● **What is being asked**
Repeat the material exactly, leaving nothing out.

(Items from a data source)
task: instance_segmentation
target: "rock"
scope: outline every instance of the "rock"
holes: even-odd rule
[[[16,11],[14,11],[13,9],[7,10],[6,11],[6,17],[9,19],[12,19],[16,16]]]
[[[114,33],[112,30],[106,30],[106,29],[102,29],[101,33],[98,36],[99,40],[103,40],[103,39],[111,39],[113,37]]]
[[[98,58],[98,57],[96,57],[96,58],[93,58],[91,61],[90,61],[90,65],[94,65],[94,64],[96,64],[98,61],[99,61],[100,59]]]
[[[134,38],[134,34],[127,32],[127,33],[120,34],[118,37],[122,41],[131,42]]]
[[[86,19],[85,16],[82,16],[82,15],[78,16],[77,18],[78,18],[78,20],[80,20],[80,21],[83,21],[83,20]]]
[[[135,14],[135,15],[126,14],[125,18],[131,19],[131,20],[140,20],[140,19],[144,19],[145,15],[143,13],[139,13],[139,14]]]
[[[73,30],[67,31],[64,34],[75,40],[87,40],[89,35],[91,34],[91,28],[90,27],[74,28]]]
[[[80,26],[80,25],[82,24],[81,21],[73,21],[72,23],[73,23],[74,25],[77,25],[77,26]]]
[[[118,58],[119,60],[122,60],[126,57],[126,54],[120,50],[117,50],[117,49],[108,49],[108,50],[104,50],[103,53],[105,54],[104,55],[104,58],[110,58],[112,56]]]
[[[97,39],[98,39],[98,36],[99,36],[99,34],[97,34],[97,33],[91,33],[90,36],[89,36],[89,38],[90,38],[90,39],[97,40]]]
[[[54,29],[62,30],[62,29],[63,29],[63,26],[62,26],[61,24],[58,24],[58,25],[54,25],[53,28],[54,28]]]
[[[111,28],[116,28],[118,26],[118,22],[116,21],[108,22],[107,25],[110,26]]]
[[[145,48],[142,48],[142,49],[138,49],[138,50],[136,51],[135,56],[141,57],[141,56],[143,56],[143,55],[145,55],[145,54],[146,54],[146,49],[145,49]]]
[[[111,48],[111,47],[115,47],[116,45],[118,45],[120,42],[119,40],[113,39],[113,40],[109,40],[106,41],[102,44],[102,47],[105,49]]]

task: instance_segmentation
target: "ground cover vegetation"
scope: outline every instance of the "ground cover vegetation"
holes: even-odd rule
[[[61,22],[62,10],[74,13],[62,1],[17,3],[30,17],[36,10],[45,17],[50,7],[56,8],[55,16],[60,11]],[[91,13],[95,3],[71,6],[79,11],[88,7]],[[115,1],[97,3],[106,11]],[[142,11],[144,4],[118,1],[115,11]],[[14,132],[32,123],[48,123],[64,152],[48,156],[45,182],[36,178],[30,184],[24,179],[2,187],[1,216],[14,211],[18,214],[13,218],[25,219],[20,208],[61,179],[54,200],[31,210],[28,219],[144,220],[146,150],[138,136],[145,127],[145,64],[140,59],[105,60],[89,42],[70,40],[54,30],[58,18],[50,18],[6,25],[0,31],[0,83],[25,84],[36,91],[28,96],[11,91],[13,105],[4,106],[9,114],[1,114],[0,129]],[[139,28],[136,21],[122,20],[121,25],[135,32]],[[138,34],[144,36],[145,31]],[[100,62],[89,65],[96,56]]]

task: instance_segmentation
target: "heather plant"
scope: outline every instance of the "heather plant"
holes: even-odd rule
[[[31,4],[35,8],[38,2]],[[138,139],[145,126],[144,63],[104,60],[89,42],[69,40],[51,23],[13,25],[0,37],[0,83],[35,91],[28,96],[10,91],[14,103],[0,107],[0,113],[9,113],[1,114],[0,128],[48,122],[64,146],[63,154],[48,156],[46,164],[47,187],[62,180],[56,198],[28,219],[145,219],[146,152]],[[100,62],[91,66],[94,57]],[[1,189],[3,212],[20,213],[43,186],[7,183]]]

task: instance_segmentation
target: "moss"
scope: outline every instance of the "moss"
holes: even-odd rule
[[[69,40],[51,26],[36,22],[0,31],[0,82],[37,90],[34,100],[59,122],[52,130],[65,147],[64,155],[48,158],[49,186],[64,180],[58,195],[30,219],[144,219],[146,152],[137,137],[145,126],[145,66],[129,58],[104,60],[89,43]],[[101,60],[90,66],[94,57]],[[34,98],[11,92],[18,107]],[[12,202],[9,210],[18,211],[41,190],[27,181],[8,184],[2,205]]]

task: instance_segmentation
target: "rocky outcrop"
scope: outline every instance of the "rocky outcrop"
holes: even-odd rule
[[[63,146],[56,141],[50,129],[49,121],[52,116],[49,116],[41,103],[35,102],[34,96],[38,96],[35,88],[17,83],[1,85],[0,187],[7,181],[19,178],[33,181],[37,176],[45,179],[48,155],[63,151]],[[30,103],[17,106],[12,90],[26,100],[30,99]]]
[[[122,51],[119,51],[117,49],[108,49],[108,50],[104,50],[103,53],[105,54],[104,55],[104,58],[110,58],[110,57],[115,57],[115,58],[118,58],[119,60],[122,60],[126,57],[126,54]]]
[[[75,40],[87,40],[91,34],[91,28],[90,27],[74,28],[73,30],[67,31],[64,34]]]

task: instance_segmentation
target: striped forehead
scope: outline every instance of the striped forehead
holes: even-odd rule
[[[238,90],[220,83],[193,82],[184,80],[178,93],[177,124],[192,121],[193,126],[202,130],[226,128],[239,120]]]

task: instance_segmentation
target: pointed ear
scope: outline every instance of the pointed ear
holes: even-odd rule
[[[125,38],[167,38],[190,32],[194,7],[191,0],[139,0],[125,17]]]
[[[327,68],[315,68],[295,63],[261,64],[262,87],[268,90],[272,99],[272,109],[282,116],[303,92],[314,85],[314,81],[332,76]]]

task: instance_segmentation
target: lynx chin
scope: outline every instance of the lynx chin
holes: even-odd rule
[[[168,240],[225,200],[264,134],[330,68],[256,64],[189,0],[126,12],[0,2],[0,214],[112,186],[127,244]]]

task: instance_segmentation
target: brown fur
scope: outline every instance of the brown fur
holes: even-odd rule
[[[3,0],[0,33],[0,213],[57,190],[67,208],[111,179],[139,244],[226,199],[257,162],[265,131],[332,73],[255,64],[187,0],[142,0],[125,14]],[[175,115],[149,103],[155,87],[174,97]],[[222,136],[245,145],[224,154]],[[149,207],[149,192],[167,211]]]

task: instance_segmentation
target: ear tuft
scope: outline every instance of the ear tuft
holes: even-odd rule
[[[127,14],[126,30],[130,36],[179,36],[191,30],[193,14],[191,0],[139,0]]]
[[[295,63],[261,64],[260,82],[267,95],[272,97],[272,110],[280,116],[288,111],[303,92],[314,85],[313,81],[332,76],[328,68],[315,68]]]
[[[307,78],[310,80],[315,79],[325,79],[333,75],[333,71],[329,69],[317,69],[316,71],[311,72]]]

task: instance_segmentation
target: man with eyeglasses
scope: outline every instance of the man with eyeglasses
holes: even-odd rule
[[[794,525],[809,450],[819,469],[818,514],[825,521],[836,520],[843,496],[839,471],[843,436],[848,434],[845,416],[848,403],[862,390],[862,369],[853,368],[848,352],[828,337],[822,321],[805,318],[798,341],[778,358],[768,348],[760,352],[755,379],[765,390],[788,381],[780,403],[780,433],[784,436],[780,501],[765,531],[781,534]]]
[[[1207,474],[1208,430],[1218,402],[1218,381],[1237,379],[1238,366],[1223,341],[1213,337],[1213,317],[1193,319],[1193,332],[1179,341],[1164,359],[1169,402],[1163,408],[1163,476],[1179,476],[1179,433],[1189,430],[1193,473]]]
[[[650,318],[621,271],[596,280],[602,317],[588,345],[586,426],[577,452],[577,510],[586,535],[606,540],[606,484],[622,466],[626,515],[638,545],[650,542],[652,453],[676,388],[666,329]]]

● **Written answer**
task: instance_segmentation
target: "rock"
scope: outline every instance of the "rock"
holes: even-odd rule
[[[16,11],[14,11],[13,9],[7,10],[6,11],[6,17],[9,19],[12,19],[16,16]]]
[[[114,33],[112,30],[106,30],[106,29],[102,29],[101,33],[98,36],[99,40],[103,40],[103,39],[111,39],[113,37]]]
[[[98,58],[98,57],[96,57],[96,58],[93,58],[91,61],[90,61],[90,65],[94,65],[94,64],[96,64],[98,61],[99,61],[100,59]]]
[[[134,38],[134,34],[127,32],[127,33],[120,34],[118,37],[122,41],[131,42]]]
[[[86,19],[85,16],[82,16],[82,15],[78,16],[77,18],[78,18],[78,20],[80,20],[80,21],[83,21],[83,20]]]
[[[135,14],[135,15],[126,14],[125,18],[131,19],[131,20],[140,20],[140,19],[144,19],[145,15],[143,13],[139,13],[139,14]]]
[[[73,30],[67,31],[64,34],[75,40],[87,40],[89,35],[91,34],[91,28],[90,27],[74,28]]]
[[[80,26],[80,25],[82,24],[81,21],[73,21],[72,23],[73,23],[74,25],[77,25],[77,26]]]
[[[118,58],[119,60],[122,60],[126,57],[126,54],[120,50],[117,50],[117,49],[108,49],[108,50],[104,50],[103,53],[105,54],[104,55],[104,58],[110,58],[112,56]]]
[[[97,39],[98,39],[98,36],[99,36],[99,34],[97,34],[97,33],[91,33],[90,36],[89,36],[89,38],[90,38],[90,39],[97,40]]]
[[[54,29],[62,30],[62,29],[63,29],[63,26],[62,26],[61,24],[58,24],[58,25],[54,25],[53,28],[54,28]]]
[[[111,28],[116,28],[118,26],[118,22],[116,21],[108,22],[107,25],[110,26]]]
[[[145,48],[142,48],[142,49],[138,49],[138,50],[136,51],[135,56],[141,57],[141,56],[143,56],[143,55],[145,55],[145,54],[146,54],[146,49],[145,49]]]
[[[111,48],[111,47],[115,47],[116,45],[118,45],[120,42],[119,40],[113,39],[113,40],[109,40],[106,41],[102,44],[102,47],[105,49]]]

task: instance_segmentation
target: "ground cover vegetation"
scope: outline every instance of the "ground cover vegetation"
holes: even-odd rule
[[[61,22],[62,10],[74,13],[62,1],[17,3],[30,17],[36,10],[45,17],[50,7],[56,8],[55,16],[60,11]],[[91,13],[95,3],[71,6],[79,11],[88,7]],[[115,1],[97,3],[106,11]],[[142,11],[144,4],[118,1],[115,11]],[[14,132],[32,123],[48,123],[64,152],[48,156],[45,182],[36,178],[30,184],[24,179],[2,187],[1,216],[14,211],[18,214],[13,218],[25,219],[20,208],[61,179],[54,200],[31,210],[28,219],[144,220],[146,150],[138,136],[145,127],[145,64],[140,59],[105,60],[89,42],[70,40],[54,30],[58,18],[50,18],[6,25],[0,31],[0,83],[25,84],[36,91],[28,96],[11,91],[13,105],[4,106],[9,114],[1,114],[0,129]],[[139,28],[136,21],[122,20],[121,25],[135,32]],[[138,34],[144,36],[145,31]],[[100,62],[89,65],[96,56]]]

task: instance_segmentation
target: "heather plant"
scope: outline every instance of the "heather plant"
holes: even-odd rule
[[[31,4],[35,8],[38,2]],[[138,139],[145,126],[144,63],[104,60],[89,42],[69,40],[51,23],[13,25],[0,37],[0,83],[35,91],[28,96],[10,91],[14,103],[0,107],[0,113],[9,113],[1,114],[0,128],[48,122],[64,146],[63,154],[48,156],[46,164],[47,187],[62,180],[56,198],[28,219],[145,219],[146,152]],[[100,62],[91,66],[94,57]],[[1,189],[3,212],[20,213],[43,186],[7,183]]]

task: instance_segmentation
target: "moss"
scope: outline every instance of the "moss"
holes: even-odd rule
[[[69,40],[51,26],[36,22],[0,31],[0,82],[37,90],[34,100],[59,122],[52,130],[65,147],[64,155],[48,158],[49,186],[64,180],[58,195],[30,219],[144,219],[146,152],[137,137],[145,126],[145,66],[129,58],[104,60],[89,43]],[[101,60],[90,66],[94,57]],[[34,98],[11,92],[18,107]],[[12,202],[9,210],[18,211],[41,190],[27,181],[8,184],[2,205]]]

task: instance_segmentation
target: "rocky outcrop"
scope: outline every instance of the "rocky outcrop"
holes: even-odd rule
[[[63,146],[56,141],[50,129],[49,121],[52,116],[49,116],[41,103],[35,102],[34,96],[38,96],[35,88],[17,83],[1,85],[0,187],[7,181],[19,178],[33,181],[37,176],[45,179],[48,155],[63,151]],[[30,103],[17,106],[12,90],[26,100],[30,99]]]
[[[122,51],[119,51],[117,49],[108,49],[108,50],[104,50],[103,53],[105,54],[104,55],[104,58],[110,58],[110,57],[115,57],[115,58],[118,58],[119,60],[122,60],[126,57],[126,54]]]
[[[75,40],[87,40],[91,34],[91,28],[90,27],[74,28],[73,30],[67,31],[64,34]]]

task: instance_segmentation
target: striped forehead
scope: outline every instance of the striped forehead
holes: even-odd rule
[[[238,90],[220,83],[193,82],[184,80],[178,93],[177,124],[192,121],[193,126],[202,130],[226,128],[239,120]]]

task: instance_segmentation
target: pointed ear
scope: outline every instance of the pointed ear
holes: even-odd rule
[[[125,38],[167,38],[190,32],[194,7],[191,0],[139,0],[125,17]]]
[[[327,68],[315,68],[295,63],[261,64],[262,87],[268,90],[272,99],[272,109],[282,116],[303,92],[314,85],[314,81],[332,76]]]

task: instance_segmentation
target: lynx chin
scope: outline every instance of the lynx chin
holes: even-odd rule
[[[168,240],[225,200],[264,134],[330,68],[256,64],[189,0],[126,12],[0,2],[0,214],[112,186],[127,244]]]

task: instance_segmentation
target: brown fur
scope: outline every instance of the brown fur
holes: even-odd rule
[[[3,0],[0,33],[0,213],[57,190],[67,208],[111,179],[139,244],[226,199],[257,162],[265,131],[332,73],[255,64],[187,0],[142,0],[125,14]],[[175,115],[149,103],[155,87],[174,97]],[[222,136],[245,145],[224,154]],[[149,207],[149,192],[167,211]]]

task: instance_segmentation
target: ear tuft
scope: outline every instance of the ear tuft
holes: even-odd rule
[[[127,14],[126,30],[130,36],[179,36],[191,30],[193,14],[191,0],[139,0]]]
[[[295,63],[261,64],[260,82],[267,95],[272,97],[272,110],[280,116],[288,111],[303,92],[314,85],[313,81],[332,76],[328,68],[315,68]]]
[[[307,78],[310,80],[315,79],[325,79],[333,75],[333,71],[329,69],[317,69],[316,71],[311,72]]]

task: instance_segmentation
target: man with eyeglasses
scope: outline every instance of the man with eyeglasses
holes: even-odd rule
[[[794,525],[809,450],[819,469],[818,514],[825,521],[836,520],[843,496],[839,471],[843,436],[848,434],[845,416],[848,403],[862,390],[862,369],[853,368],[848,352],[828,337],[822,321],[805,318],[798,341],[778,358],[768,348],[760,352],[755,379],[765,390],[788,381],[780,403],[780,433],[784,436],[780,501],[765,531],[781,534]]]
[[[1207,474],[1208,430],[1218,402],[1218,381],[1237,379],[1238,366],[1223,341],[1213,337],[1213,317],[1193,319],[1193,332],[1179,341],[1164,359],[1169,402],[1163,408],[1163,476],[1179,476],[1179,433],[1189,430],[1193,473]]]
[[[650,318],[621,271],[596,280],[602,317],[588,345],[586,426],[577,452],[577,510],[586,535],[606,540],[606,484],[622,466],[626,515],[638,545],[650,542],[652,453],[676,388],[666,329]]]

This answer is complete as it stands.